**About this task:** In the entries below, find each line with the word "shoreline" and pull it out.

**Source records:**
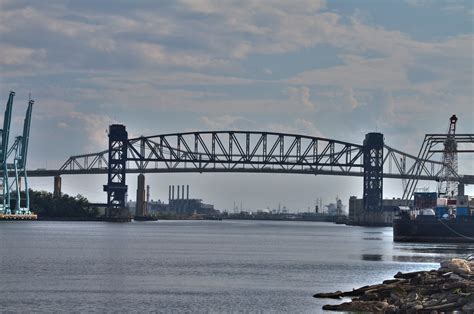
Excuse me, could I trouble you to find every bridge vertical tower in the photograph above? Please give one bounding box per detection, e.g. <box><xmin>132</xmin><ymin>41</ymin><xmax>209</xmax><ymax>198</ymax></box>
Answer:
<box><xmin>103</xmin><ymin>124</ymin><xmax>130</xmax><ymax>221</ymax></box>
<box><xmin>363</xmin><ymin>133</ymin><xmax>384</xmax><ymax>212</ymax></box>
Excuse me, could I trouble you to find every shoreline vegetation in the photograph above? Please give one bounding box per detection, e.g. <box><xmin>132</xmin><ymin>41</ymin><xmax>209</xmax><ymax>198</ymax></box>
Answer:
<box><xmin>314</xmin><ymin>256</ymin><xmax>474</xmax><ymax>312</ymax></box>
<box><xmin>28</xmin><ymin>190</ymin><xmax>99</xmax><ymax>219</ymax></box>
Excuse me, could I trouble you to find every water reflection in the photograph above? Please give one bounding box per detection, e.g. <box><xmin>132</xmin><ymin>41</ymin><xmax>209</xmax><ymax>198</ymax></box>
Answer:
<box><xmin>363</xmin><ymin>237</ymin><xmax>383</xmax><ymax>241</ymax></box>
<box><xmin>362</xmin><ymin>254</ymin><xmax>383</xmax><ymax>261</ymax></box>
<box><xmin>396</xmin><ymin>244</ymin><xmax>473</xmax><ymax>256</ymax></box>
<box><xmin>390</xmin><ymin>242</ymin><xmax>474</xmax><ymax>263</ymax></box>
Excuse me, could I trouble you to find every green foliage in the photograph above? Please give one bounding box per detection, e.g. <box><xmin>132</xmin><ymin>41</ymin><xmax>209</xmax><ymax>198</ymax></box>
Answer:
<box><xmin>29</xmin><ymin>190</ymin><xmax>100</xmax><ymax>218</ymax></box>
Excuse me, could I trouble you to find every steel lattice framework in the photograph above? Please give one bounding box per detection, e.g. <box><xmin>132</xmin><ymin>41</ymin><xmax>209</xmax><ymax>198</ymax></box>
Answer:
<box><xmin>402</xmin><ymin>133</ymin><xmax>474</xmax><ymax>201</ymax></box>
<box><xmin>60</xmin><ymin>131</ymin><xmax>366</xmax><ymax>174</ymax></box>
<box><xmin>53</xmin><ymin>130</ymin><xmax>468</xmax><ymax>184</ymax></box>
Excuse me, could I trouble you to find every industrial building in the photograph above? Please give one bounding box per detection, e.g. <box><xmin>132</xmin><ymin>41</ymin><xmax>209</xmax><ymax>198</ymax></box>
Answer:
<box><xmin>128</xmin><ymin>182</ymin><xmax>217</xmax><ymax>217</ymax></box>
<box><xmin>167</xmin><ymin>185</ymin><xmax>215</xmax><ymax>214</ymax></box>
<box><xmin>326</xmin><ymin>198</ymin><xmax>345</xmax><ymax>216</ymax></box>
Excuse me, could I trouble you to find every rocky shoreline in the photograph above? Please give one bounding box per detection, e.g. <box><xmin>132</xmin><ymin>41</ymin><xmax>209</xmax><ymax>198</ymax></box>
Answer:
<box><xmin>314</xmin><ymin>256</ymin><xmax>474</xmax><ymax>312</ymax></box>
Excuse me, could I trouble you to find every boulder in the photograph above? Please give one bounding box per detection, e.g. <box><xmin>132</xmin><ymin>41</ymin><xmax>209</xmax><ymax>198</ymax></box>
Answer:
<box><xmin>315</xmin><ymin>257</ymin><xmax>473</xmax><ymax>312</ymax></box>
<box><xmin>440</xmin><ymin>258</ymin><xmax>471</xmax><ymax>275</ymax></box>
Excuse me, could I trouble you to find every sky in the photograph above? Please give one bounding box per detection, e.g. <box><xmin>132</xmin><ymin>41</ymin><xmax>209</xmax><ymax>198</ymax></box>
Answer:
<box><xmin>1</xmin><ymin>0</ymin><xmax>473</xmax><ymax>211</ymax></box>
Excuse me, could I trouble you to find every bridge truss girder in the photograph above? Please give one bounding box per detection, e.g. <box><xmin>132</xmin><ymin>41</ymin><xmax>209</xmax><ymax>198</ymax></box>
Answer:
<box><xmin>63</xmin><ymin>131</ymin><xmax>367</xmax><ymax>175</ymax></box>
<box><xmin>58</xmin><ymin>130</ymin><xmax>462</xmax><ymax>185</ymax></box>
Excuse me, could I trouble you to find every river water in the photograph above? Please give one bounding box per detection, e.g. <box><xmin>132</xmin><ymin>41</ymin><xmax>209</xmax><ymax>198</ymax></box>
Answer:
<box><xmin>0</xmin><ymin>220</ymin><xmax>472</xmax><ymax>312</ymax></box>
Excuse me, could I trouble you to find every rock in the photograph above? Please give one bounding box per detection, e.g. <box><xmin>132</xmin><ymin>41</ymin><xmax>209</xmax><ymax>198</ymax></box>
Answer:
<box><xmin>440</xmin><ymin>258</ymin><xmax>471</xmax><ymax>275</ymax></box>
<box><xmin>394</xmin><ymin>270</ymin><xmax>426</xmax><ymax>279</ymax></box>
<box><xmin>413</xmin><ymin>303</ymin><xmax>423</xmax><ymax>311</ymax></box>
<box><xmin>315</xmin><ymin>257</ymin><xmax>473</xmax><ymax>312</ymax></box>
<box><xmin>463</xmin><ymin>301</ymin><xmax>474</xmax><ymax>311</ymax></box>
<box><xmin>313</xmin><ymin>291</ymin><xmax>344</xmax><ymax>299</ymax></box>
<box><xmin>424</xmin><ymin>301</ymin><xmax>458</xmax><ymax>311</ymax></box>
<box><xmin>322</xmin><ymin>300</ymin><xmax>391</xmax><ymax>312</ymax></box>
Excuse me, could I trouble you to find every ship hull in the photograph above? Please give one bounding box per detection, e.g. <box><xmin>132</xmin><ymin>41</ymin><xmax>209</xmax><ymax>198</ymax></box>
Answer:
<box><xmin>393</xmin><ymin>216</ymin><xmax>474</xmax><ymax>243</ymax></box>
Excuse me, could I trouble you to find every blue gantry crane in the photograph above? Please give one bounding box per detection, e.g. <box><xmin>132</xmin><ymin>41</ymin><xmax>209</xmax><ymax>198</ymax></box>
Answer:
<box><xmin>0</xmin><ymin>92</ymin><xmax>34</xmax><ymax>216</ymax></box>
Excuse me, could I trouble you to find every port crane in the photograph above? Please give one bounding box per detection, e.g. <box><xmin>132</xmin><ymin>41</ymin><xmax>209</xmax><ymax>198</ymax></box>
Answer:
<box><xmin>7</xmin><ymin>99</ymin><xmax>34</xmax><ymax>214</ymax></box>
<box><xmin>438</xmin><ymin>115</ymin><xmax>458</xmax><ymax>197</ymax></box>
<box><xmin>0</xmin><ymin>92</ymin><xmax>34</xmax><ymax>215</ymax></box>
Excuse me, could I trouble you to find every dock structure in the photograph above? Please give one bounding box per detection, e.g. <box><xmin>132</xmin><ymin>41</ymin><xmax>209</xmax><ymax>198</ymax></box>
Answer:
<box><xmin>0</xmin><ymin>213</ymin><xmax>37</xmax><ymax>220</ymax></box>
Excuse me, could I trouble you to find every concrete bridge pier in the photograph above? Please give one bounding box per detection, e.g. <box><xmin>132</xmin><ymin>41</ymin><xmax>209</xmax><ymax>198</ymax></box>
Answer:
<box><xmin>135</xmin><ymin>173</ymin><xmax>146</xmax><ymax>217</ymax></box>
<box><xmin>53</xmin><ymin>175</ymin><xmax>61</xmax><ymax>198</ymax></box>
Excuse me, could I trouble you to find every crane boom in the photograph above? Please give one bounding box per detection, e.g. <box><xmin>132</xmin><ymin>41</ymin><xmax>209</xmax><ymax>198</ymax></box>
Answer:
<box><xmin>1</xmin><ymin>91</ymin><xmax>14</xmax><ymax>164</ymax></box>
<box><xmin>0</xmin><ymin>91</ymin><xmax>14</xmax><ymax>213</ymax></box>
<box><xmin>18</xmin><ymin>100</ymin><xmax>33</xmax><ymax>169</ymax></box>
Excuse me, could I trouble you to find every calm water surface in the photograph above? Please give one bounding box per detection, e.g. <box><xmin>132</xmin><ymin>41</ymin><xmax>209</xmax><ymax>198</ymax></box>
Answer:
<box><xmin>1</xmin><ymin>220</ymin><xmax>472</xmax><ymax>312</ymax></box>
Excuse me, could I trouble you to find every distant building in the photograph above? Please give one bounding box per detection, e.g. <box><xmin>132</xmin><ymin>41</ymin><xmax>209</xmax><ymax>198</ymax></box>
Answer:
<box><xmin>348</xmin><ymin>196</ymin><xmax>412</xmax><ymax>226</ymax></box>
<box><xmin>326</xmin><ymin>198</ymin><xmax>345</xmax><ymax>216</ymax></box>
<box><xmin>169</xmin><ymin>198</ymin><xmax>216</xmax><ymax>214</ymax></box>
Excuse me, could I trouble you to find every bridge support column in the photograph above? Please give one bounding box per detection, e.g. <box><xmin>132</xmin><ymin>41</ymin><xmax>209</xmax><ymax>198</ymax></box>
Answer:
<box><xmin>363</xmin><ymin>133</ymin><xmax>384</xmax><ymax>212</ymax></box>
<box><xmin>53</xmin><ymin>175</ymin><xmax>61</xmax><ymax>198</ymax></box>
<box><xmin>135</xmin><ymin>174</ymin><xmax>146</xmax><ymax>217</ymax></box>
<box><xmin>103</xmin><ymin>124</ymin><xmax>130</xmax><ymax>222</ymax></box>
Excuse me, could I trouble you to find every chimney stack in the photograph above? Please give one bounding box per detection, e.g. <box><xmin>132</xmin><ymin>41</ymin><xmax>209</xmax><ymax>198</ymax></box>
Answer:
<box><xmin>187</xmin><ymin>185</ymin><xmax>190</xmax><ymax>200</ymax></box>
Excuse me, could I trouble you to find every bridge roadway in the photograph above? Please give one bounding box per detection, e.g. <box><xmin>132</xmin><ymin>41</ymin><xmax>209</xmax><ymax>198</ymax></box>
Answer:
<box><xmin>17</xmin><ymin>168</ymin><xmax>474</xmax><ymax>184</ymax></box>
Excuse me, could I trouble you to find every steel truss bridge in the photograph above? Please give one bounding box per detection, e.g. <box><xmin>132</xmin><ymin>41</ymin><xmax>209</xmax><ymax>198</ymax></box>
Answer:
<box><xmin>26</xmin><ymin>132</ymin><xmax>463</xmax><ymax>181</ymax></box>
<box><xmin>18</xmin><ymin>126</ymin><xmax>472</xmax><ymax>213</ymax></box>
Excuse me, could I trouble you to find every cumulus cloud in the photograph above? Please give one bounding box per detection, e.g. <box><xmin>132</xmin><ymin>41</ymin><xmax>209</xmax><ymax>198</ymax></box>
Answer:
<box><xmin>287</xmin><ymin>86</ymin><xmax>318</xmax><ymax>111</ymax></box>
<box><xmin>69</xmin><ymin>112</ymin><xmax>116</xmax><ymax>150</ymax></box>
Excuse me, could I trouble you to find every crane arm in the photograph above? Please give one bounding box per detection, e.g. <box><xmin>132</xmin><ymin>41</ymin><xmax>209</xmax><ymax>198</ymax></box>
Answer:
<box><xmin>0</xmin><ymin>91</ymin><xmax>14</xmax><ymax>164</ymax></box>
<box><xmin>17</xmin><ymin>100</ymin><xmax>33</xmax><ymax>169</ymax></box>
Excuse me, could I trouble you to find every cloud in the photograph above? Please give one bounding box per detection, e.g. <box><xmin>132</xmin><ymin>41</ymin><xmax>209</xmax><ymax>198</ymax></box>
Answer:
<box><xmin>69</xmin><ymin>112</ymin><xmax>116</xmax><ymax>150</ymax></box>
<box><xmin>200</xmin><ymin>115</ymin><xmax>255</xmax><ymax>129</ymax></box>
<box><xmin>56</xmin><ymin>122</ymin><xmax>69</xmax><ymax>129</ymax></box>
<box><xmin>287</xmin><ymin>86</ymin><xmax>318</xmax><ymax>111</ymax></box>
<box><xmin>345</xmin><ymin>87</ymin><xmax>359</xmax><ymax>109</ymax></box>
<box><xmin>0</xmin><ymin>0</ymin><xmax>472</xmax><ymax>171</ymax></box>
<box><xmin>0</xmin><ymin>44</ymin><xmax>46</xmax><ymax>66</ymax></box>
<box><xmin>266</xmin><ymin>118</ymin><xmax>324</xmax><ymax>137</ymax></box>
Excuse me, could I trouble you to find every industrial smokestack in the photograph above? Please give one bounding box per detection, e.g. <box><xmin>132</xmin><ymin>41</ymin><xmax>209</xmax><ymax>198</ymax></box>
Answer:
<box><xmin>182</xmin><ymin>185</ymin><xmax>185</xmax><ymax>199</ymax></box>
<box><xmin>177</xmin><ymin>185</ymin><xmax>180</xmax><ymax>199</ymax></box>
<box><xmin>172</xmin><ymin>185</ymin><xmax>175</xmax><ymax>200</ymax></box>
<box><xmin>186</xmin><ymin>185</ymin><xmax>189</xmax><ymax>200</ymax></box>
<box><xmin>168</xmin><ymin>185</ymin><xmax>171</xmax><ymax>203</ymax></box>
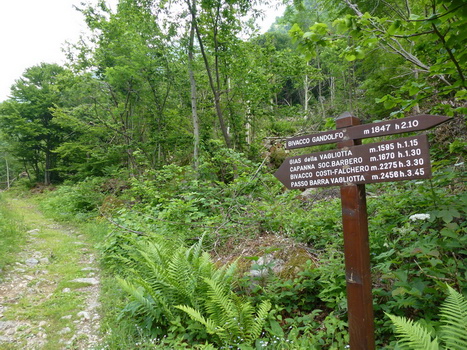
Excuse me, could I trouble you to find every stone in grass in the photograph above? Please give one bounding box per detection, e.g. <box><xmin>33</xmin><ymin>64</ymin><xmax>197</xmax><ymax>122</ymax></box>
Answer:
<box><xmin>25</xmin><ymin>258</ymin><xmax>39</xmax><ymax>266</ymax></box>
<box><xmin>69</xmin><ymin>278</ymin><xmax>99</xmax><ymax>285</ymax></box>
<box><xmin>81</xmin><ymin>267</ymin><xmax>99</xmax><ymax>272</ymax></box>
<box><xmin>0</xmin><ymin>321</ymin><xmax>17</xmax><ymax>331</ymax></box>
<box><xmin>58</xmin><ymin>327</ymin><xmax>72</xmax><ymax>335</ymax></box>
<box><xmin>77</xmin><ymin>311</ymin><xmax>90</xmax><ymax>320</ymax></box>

**Answer to the problem:**
Excuse me, could I trouble you to find every shoreline vegetation in the photograph above? Please give one bounding box per detection, e.g. <box><xmin>132</xmin><ymin>41</ymin><xmax>209</xmax><ymax>198</ymax></box>
Excuse me, could I trouble you to find every rocky shoreline in the photograph above? Please give one bounding box per detection, e.g. <box><xmin>132</xmin><ymin>41</ymin><xmax>209</xmax><ymax>198</ymax></box>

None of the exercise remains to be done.